── Working data ──
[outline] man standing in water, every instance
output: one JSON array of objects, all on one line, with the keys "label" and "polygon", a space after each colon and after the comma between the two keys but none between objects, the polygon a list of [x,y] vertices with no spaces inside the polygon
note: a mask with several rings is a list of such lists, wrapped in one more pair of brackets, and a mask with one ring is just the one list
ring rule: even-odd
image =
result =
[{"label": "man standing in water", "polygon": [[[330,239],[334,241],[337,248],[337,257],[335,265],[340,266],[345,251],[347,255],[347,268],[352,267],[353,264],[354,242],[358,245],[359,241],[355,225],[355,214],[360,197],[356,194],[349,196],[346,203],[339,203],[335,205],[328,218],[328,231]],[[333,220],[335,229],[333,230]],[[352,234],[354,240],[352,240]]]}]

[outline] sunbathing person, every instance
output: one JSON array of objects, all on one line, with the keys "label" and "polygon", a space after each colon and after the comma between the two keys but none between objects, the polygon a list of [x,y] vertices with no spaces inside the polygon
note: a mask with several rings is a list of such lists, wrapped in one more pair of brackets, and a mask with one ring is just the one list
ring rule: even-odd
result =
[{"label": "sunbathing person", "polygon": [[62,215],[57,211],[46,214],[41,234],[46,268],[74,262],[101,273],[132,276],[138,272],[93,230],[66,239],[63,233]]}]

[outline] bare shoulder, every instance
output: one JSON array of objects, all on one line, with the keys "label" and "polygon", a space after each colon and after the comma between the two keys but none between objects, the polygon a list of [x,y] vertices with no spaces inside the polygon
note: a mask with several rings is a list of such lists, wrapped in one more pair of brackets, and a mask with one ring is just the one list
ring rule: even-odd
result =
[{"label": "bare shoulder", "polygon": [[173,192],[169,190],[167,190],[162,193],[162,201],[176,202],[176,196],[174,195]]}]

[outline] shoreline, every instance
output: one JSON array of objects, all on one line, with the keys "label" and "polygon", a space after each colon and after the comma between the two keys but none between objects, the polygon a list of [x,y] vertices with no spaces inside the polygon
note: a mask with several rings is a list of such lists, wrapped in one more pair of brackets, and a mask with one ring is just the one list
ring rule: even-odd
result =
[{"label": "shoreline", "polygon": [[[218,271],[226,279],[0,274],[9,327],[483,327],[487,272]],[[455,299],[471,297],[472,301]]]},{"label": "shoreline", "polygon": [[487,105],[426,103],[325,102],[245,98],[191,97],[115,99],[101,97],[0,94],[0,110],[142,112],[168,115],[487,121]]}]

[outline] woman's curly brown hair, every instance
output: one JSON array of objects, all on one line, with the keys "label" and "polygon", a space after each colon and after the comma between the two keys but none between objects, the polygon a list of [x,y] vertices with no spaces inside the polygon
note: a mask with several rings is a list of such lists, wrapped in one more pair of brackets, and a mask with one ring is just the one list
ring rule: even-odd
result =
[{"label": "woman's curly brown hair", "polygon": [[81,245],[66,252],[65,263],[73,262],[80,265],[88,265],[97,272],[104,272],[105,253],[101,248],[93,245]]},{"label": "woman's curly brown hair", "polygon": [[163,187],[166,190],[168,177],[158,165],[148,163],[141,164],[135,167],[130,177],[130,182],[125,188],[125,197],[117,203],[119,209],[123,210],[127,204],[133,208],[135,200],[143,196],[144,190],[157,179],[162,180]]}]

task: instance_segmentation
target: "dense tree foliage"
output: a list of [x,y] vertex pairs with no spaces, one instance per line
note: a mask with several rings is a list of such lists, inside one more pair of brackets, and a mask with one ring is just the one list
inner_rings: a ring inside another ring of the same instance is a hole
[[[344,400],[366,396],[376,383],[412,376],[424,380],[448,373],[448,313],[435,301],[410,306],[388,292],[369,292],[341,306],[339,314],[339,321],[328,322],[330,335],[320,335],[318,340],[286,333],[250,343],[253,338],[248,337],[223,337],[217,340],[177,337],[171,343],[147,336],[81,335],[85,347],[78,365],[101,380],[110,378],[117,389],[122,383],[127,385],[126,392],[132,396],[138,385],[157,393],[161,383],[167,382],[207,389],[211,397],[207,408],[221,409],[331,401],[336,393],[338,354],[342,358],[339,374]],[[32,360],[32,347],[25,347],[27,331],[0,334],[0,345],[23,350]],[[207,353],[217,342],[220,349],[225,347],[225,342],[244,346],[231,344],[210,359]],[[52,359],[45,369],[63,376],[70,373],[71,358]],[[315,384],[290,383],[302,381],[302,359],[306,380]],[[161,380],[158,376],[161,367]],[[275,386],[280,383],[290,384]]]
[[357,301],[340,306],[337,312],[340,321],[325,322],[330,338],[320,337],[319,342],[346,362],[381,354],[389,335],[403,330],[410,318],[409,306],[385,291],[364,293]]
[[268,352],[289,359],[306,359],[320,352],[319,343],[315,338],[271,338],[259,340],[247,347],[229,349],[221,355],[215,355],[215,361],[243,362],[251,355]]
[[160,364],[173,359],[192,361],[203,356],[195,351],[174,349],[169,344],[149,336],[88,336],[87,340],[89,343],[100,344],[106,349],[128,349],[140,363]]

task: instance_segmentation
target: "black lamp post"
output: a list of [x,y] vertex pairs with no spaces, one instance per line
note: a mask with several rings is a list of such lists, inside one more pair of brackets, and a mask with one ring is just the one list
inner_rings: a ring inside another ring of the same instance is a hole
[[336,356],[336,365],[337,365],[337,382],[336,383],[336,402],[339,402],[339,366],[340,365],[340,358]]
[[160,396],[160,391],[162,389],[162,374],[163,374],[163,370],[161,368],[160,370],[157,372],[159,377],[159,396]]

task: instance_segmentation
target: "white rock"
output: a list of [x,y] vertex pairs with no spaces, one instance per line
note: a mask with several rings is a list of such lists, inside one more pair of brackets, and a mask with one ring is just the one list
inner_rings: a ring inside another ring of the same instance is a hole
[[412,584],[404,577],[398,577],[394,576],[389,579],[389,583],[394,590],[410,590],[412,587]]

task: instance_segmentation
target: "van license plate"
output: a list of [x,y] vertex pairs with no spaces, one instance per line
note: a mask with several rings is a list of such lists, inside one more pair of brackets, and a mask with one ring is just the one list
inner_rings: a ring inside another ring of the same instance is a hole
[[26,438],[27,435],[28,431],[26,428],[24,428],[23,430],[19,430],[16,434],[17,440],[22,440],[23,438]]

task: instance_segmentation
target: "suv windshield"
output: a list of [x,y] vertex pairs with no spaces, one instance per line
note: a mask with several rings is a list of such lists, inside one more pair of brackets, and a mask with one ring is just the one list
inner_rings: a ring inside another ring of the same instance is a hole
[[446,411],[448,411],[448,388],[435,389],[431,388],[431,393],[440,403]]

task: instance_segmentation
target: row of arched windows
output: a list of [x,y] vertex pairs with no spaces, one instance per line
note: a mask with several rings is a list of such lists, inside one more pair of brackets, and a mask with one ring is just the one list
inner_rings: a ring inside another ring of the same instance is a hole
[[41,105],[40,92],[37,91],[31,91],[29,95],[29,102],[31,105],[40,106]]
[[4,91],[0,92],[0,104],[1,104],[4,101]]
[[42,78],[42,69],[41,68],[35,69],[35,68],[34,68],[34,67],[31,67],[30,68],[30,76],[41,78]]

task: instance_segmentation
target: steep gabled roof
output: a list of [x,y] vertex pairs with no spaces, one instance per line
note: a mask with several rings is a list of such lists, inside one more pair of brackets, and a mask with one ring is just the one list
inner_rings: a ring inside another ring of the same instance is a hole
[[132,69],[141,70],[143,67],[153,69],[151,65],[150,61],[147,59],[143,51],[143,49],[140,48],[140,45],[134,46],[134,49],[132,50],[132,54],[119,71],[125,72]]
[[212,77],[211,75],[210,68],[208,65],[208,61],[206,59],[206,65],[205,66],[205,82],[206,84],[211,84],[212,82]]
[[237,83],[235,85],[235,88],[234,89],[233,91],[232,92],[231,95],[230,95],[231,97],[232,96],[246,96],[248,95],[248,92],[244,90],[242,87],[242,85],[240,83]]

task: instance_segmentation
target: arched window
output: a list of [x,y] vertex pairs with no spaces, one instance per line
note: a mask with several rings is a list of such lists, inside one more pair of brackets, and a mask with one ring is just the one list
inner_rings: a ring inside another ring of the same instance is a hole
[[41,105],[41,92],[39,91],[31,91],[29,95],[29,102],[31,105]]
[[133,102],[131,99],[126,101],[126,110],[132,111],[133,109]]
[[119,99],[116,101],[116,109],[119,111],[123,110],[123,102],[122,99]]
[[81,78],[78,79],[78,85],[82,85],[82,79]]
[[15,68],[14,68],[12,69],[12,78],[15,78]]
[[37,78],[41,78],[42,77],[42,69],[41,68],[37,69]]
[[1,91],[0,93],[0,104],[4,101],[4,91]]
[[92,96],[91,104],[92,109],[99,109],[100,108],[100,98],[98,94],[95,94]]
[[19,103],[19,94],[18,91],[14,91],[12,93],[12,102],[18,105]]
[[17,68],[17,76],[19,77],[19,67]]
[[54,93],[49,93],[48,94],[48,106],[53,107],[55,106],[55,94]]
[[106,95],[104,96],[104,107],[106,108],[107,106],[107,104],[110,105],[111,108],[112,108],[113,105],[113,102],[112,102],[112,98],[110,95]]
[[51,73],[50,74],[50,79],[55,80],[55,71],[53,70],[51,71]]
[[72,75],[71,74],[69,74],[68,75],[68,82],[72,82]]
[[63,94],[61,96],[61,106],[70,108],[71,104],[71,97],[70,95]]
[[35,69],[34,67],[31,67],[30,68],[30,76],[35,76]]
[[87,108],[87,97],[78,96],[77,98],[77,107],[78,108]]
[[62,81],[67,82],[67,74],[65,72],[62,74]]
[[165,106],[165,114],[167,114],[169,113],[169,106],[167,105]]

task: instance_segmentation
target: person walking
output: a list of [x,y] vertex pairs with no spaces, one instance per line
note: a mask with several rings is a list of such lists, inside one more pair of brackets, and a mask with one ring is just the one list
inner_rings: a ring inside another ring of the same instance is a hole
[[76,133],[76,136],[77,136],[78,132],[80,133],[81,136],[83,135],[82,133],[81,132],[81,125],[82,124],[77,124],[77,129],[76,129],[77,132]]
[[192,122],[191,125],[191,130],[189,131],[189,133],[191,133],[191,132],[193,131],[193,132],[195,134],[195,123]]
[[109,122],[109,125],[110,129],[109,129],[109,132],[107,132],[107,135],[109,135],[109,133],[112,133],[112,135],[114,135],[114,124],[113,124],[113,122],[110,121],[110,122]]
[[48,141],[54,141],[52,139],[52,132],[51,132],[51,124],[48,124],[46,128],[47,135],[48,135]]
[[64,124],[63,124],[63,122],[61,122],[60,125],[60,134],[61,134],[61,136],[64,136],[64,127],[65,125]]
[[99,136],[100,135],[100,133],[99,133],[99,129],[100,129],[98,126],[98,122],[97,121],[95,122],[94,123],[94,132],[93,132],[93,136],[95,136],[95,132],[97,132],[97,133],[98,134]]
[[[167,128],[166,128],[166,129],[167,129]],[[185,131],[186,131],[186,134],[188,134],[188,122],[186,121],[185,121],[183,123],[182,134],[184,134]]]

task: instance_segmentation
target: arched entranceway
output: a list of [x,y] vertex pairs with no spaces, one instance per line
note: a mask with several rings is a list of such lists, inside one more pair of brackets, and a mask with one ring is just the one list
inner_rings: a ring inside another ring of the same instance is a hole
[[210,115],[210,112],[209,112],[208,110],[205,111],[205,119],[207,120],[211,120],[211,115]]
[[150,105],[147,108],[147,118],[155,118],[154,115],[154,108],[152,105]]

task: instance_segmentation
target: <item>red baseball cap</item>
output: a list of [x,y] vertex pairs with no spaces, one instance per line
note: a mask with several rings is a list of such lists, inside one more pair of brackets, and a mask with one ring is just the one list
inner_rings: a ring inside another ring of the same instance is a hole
───
Print each line of the items above that contains the string "bare". Case matters.

**Correct result:**
[outline] bare shoulder, every instance
[{"label": "bare shoulder", "polygon": [[173,192],[169,190],[167,190],[162,193],[162,201],[176,202],[176,196],[174,195]]}]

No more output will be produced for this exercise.